■ Stored data entries
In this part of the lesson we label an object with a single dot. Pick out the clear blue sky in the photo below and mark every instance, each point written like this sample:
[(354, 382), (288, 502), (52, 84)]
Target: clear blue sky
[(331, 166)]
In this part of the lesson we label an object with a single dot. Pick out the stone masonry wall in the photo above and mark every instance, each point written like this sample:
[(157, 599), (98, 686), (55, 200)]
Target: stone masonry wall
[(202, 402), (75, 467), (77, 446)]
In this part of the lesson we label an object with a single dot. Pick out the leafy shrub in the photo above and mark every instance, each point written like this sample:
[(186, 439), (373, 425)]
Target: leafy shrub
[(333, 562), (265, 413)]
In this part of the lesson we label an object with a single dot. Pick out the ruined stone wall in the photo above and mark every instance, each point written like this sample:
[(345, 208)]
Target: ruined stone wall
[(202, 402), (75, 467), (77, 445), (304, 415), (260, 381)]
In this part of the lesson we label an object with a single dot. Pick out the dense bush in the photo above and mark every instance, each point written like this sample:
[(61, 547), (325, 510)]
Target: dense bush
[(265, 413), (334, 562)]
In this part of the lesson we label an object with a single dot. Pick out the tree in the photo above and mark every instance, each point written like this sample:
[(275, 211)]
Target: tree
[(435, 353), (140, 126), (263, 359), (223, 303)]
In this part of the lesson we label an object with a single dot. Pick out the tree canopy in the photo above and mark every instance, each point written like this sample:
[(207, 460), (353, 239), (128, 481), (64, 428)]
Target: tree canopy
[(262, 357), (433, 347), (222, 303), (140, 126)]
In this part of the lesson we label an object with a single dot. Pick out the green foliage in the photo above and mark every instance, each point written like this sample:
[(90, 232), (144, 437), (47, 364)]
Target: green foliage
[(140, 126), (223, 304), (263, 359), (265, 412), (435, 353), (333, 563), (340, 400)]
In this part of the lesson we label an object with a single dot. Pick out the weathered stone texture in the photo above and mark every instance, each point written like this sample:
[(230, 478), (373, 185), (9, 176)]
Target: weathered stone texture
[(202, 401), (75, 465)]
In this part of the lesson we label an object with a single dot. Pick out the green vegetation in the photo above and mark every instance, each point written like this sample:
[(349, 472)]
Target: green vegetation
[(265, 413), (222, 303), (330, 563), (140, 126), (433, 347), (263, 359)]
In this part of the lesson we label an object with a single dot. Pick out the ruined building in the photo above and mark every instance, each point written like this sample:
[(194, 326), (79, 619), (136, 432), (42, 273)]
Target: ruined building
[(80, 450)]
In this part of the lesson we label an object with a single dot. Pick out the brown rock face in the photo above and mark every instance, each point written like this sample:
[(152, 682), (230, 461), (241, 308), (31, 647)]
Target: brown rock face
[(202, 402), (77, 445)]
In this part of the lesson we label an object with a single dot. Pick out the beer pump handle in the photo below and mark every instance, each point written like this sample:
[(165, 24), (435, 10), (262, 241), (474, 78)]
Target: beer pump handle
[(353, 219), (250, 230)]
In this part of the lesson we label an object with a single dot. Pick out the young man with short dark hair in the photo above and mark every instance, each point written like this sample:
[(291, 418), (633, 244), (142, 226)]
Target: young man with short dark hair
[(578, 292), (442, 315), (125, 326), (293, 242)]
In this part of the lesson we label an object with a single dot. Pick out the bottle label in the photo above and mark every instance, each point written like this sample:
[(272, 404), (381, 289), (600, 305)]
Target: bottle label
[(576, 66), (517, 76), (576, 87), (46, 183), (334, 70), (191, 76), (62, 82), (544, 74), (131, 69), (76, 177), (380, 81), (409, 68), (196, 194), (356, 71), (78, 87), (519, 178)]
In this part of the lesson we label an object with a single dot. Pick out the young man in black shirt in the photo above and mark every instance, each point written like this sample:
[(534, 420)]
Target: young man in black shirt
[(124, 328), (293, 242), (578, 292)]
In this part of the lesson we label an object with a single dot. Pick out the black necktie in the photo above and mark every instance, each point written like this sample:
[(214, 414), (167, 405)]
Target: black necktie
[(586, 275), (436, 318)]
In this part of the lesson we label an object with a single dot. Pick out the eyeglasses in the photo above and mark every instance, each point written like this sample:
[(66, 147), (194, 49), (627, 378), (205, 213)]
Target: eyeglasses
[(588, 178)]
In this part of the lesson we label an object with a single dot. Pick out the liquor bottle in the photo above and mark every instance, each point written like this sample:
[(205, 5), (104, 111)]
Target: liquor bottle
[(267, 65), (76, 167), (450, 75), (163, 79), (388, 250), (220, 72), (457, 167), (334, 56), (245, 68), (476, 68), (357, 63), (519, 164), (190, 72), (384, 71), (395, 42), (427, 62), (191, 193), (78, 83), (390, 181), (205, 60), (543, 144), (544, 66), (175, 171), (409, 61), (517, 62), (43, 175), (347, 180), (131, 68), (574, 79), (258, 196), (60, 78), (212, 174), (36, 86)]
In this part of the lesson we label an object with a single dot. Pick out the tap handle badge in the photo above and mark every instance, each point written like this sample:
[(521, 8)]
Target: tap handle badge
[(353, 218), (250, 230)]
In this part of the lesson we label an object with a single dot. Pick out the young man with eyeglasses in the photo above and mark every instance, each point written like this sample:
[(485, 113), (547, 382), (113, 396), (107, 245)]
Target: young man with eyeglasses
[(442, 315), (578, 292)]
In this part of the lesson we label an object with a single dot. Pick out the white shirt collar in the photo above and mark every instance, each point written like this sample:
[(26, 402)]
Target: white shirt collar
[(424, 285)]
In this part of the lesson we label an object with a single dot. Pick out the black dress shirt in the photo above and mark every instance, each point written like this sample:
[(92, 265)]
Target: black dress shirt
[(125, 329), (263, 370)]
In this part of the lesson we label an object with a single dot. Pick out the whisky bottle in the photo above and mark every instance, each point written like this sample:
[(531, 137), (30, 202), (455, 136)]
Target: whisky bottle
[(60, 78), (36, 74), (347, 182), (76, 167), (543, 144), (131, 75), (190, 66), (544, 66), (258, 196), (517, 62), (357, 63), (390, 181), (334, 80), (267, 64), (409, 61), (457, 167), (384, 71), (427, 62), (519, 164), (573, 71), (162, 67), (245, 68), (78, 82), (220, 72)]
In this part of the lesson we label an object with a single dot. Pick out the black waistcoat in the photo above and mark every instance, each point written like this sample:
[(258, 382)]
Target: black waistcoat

■ Requirement
Repeat every record above exactly as it appears.

■ Written reply
In this part of the lesson we label an object with a single dot. Pick out the clear blue sky in the photo below and mark every instance, each point written like this sample:
[(354, 382), (288, 502), (52, 84)]
Target: clear blue sky
[(331, 166)]
In this part of the lesson we label an object with a single dot. Pick out the stone masonry wall in the photo above and mark every instance, each point written like this sample:
[(157, 599), (98, 686), (55, 200)]
Target: stone masonry wall
[(202, 402), (75, 467), (77, 446)]
In this part of the lesson we label an object with a single dot. Pick out the leafy shrub in the photo above and mark every instance, each point written like this sample:
[(186, 439), (373, 425)]
Target: leafy shrub
[(333, 562), (265, 413)]
In this part of the lesson we label an object with a single dot. Pick out the ruined stone wall in the photo above and mark every instance, each point written like this sample:
[(345, 208)]
Target: ruined stone wall
[(202, 402), (75, 467), (77, 445), (304, 415), (260, 381)]
In this part of the lesson we label an object with a single dot. Pick out the dense bush in the photo above and mark every instance, each point written like this sample:
[(61, 547), (325, 510)]
Target: dense bush
[(265, 413), (334, 562)]
In this part of the lesson we label an object with a single dot. Pick out the tree in the photo above and mark every instance, each point written like this sample:
[(275, 211)]
Target: tree
[(435, 353), (140, 126), (263, 359), (223, 303)]
In this part of the lesson we label an object with a single dot. Pick out the tree canopy in the photo above and mark every instance, each point written like this sample:
[(207, 460), (353, 239), (128, 481), (64, 428)]
Target: tree canopy
[(262, 357), (433, 347), (222, 303), (140, 126)]
In this part of the lesson we label an object with a single dot. Pick out the green foliage in the photo above and mark every instance, each point written like this sample:
[(90, 232), (144, 437), (47, 364)]
Target: green foliage
[(140, 126), (223, 304), (263, 359), (265, 412), (435, 353), (333, 563), (340, 400)]
In this part of the lesson we label an object with a single dot. Pick out the weathered stone texture in the photo above and mark every instance, each point written like this sample:
[(230, 478), (373, 185), (9, 176)]
Target: weathered stone texture
[(202, 401), (75, 465)]
In this part of the lesson we label an object with a single dot. Pick out the green vegetation in the photo above and mark every instance, each point written like this sample:
[(349, 472)]
Target: green vegetation
[(265, 413), (222, 303), (330, 563), (140, 126), (433, 347), (263, 359)]
In this part of the lesson we label an object with a single dot. Pick out the ruined building in the photo above and mark every instance, each point written like this sample:
[(194, 326), (79, 619), (136, 432), (42, 273)]
Target: ruined building
[(80, 450)]
In this part of the lesson we label an object with a single dot. Pick out the brown rock face in the photo above and mark every instance, each point written like this sample:
[(152, 682), (230, 461), (241, 308), (31, 647)]
Target: brown rock face
[(202, 402), (77, 445)]
In this part of the lesson we label an object with a single dot. Pick out the beer pump handle in the photo below and mark every instance, each point written like this sample:
[(165, 24), (435, 10), (262, 241), (474, 78)]
Target: beer pump handle
[(353, 219), (250, 230)]
In this part of the lesson we label an object with a single dot. Pick out the young man with short dark hair in the photo above and mark every instance, each point written like this sample:
[(291, 418), (633, 244), (142, 226)]
Target: young man with short dark hair
[(578, 292), (442, 315), (125, 326), (293, 242)]
In this part of the lesson we label an object with a single dot. Pick out the bottle label in the photo above and mark every instance, each point written like this sample:
[(272, 404), (381, 289), (600, 305)]
Target: bottle label
[(576, 66), (517, 76), (576, 87), (46, 183), (334, 70), (191, 76), (62, 82), (544, 74), (131, 69), (76, 177), (380, 81), (409, 68), (196, 194), (356, 71), (78, 87), (519, 178)]
In this part of the lesson we label an object with a single dot. Pick out the young man in black shirt in the photo above and mark every instance, each point written like this sample:
[(534, 420)]
Target: young man in black shirt
[(124, 328), (293, 242), (578, 292)]
In this part of the lesson we label an object with a single dot. Pick out the black necktie in the photo above and mark every instance, each point written like this sample:
[(214, 414), (167, 405)]
Target: black necktie
[(586, 275), (436, 318)]
In this part of the lesson we label an object with a single dot. Pick out the eyeglasses in the photo above and mark every instance, each point written like this sample:
[(66, 147), (194, 49), (627, 378), (205, 213)]
Target: eyeglasses
[(588, 178)]
In this part of the lesson we label an object with a single dot. Pick out the liquor bottle in the photo above and mark every instance, each point written like this sample:
[(205, 5), (104, 111)]
Target: liquor bottle
[(267, 65), (76, 167), (450, 75), (163, 79), (388, 250), (220, 72), (457, 167), (334, 56), (245, 68), (476, 68), (357, 63), (519, 164), (190, 72), (384, 71), (395, 42), (427, 62), (191, 193), (78, 83), (390, 181), (205, 60), (543, 144), (544, 66), (175, 171), (409, 61), (517, 62), (43, 175), (347, 180), (131, 68), (574, 79), (258, 196), (60, 78), (212, 174), (36, 86)]
In this part of the lesson we label an object with a single dot. Pick out the tap handle badge in the photo above and mark every instance, each point written like this sample:
[(521, 8)]
Target: tap handle badge
[(353, 218), (250, 230)]
In this part of the lesson we label an object with a single dot. Pick out the young man with eyeglasses in the photo above and mark every instance, each point written like this sample:
[(485, 113), (547, 382), (113, 396), (107, 245)]
Target: young man with eyeglasses
[(442, 315), (578, 292)]
In this part of the lesson we label an object with a single dot. Pick out the white shirt collar in the photo above and mark every instance, each point written like this sample:
[(26, 402)]
Target: white shirt collar
[(424, 285)]
In this part of the lesson we label an object with a single dot. Pick out the black dress shirt in the photo above and mark every instance, each point written like this sample:
[(92, 265)]
Target: black dress shirt
[(125, 329), (263, 370)]
In this part of the lesson we label an object with a single dot. Pick out the whisky bottle in the photo above and mark every instance, each point written like this sample:
[(531, 137), (30, 202), (455, 136)]
Target: whisky bottle
[(60, 78), (36, 74), (347, 182), (76, 167), (543, 144), (131, 75), (190, 66), (544, 66), (258, 196), (517, 62), (357, 63), (390, 181), (334, 80), (267, 64), (409, 61), (457, 167), (384, 71), (427, 62), (519, 164), (573, 71), (162, 67), (245, 68), (78, 82), (220, 72)]
In this part of the lesson we label an object with a single dot. Pick out the black waistcoat in the photo above and mark every instance, each point written like this sample:
[(258, 382)]
Target: black waistcoat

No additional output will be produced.